→ **Extrait du document**:
........

FranceLa maison d’une Suissesse incendiée en Corse: «c’est inhumain»
Une famille suisse mais intimement liée à l’île de Beauté ne comprend absolument pas pourquoi elle a été ciblée.
- par
- Renaud Michiels
Deux nouvelles résidences secondaires ont été détruites par des incendies certainement volontaires sur la commune de Conca, en Corse-du-Sud. Elles étaient taguées des slogans «IFF» («I Francese Fora», les Français dehors) et «Fora», a annoncé le parquet ce jeudi. La nuit précédente, c’est la maison appartenant à des Suisses qui a été ciblée et brûlée. Or dans cette famille, c’est l’incompréhension la plus totale car elle se dit intimement liée à l’île.
Cet incendie a eu lieu dans la nuit de mardi à mercredi à Pianotolli, également en Corse-du-Sud. La villa a été dévastée mais il n’y a pas de blessés. Là aussi des tags ont été laissés: «IFF», «Liberta» ou «Per tè Yvan», en référence à Yvan Colonna. L’attaque a été signée par une «Action des jeunes pour la renaissance de la Corse», «AJRC».

........

→ **Données fournies**:
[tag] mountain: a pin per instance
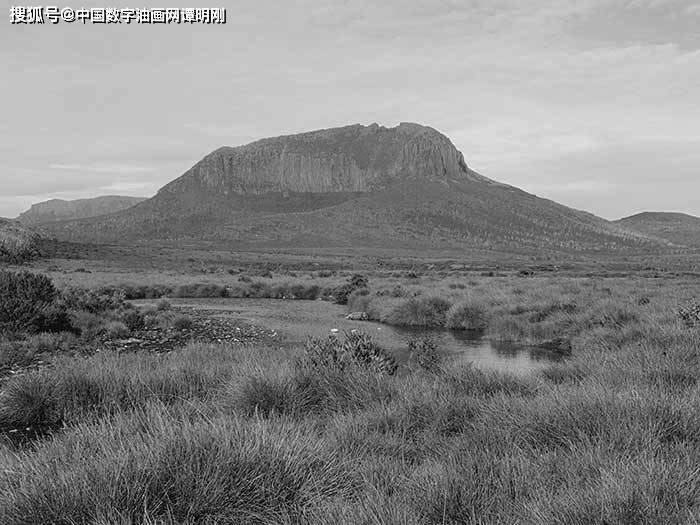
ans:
(58, 209)
(677, 228)
(358, 186)
(17, 242)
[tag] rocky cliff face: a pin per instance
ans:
(59, 210)
(355, 186)
(349, 159)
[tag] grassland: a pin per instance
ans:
(261, 433)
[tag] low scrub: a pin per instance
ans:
(430, 312)
(155, 466)
(467, 315)
(25, 300)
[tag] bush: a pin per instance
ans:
(115, 330)
(356, 349)
(182, 322)
(429, 312)
(355, 282)
(134, 320)
(24, 301)
(163, 305)
(424, 352)
(93, 301)
(467, 315)
(359, 301)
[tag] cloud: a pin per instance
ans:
(118, 169)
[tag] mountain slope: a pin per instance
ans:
(17, 243)
(406, 186)
(677, 228)
(58, 209)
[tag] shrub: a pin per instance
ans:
(424, 311)
(359, 280)
(115, 330)
(341, 293)
(134, 320)
(359, 301)
(54, 319)
(466, 315)
(93, 301)
(355, 282)
(356, 349)
(182, 322)
(24, 300)
(424, 352)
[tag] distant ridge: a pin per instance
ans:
(17, 242)
(679, 228)
(354, 186)
(59, 209)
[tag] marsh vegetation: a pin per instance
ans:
(332, 431)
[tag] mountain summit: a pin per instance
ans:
(355, 186)
(349, 159)
(59, 209)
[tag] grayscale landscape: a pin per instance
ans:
(237, 304)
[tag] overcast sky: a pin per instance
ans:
(592, 103)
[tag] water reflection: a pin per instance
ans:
(296, 320)
(472, 346)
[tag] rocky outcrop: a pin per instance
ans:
(349, 159)
(405, 187)
(59, 209)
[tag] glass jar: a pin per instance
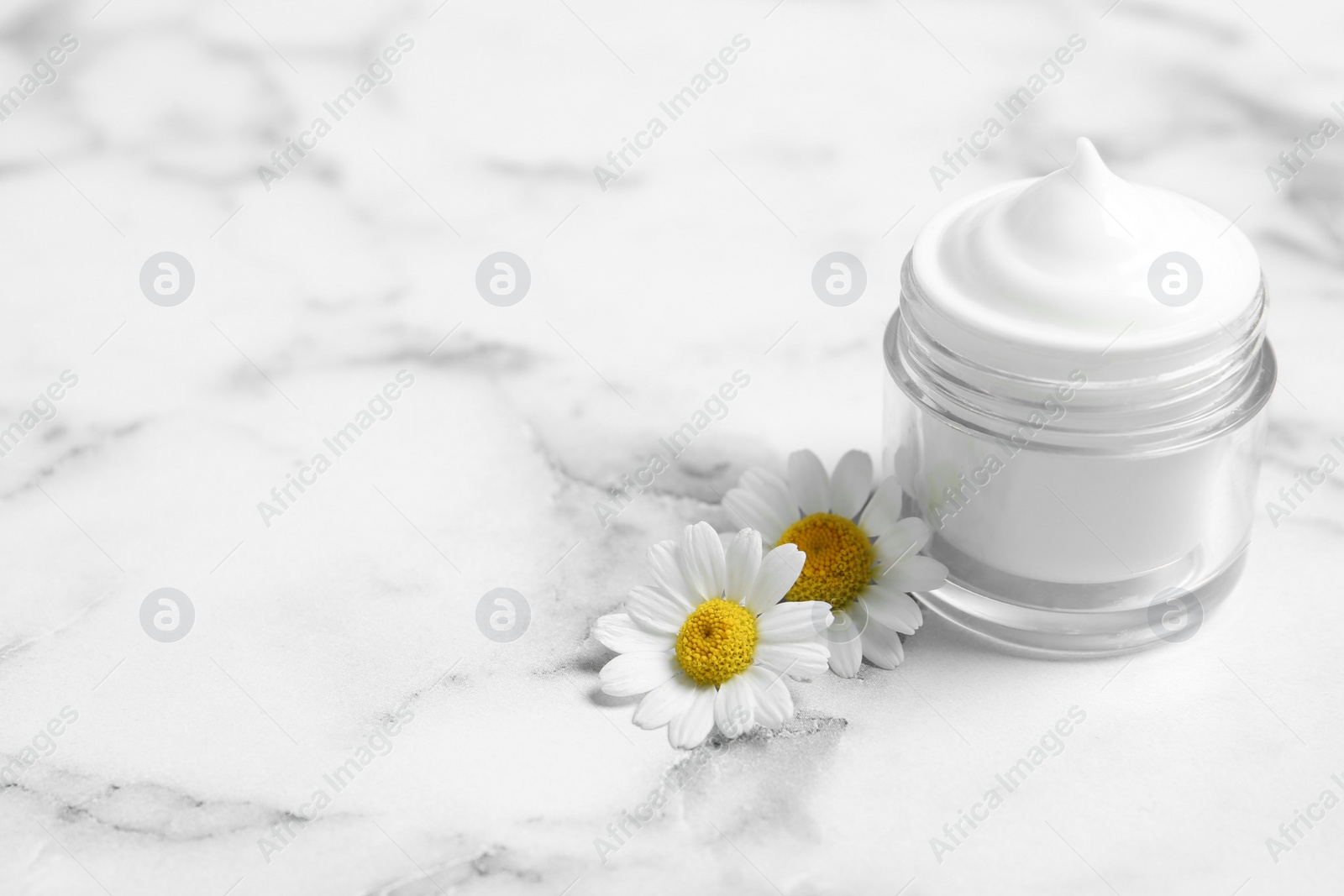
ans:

........

→ **Tâches à faire**:
A. Recopiez le passage de l'article sur l'incendie en Corse qui va de «Une famille suisse» jusqu'à «liée à l’île.» inclus.
B. Résumez en quelques lignes le paragraphe de l'article sur l'incendie en Corse qui commence par «Cet incendie a eu lieu», sans perdre ses faits principaux.
C. Prolongez l'article sur l'incendie en Corse en reprenant juste après sa dernière phrase.
Ces données n'ont aucun lien avec l'article sur l'incendie en Corse.

→ **Réponses par tâche**:
A.
Une famille suisse mais intimement liée à l’île de Beauté ne comprend absolument pas pourquoi elle a été ciblée.
- par
- Renaud Michiels
Deux nouvelles résidences secondaires ont été détruites par des incendies certainement volontaires sur la commune de Conca, en Corse-du-Sud. Elles étaient taguées des slogans «IFF» («I Francese Fora», les Français dehors) et «Fora», a annoncé le parquet ce jeudi. La nuit précédente, c’est la maison appartenant à des Suisses qui a été ciblée et brûlée. Or dans cette famille, c’est l’incompréhension la plus totale car elle se dit intimement liée à l’île.

B. Dans la nuit de mardi à mercredi, à Pianotolli (Corse-du-Sud), une villa a été dévastée par le feu, sans faire de blessés. On y a trouvé les tags «IFF», «Liberta» et «Per tè Yvan», qui fait référence à Yvan Colonna. L'attaque a été signée «AJRC», pour «Action des jeunes pour la renaissance de la Corse».

C.
«On n’identifie pas encore dans le paysage ce groupuscule, si ce n’est qu’il est apparu récemment», a commenté Nicolas Septe, procureur de la République d’Ajaccio, relate «Le Parisien». Une enquête pour destruction par incendie a été ouverte. Le procureur a précisé que les propriétaires suisses ne comprenaient absolument pas pourquoi ils avaient été ciblés par des revendications nationalistes.
«Parlu corsu tutti i ghjorni»
Cette maison appartient à la famille de Madeleine Istria, 89 ans, originaire de Corse et installée en Suisse. Elle l’a récemment léguée à sa fille, une biologiste qui travaille en Suisse, où elle vit avec son mari franco-suisse. Tous les membres de cette famille passaient des vacances dans leur résidence corse.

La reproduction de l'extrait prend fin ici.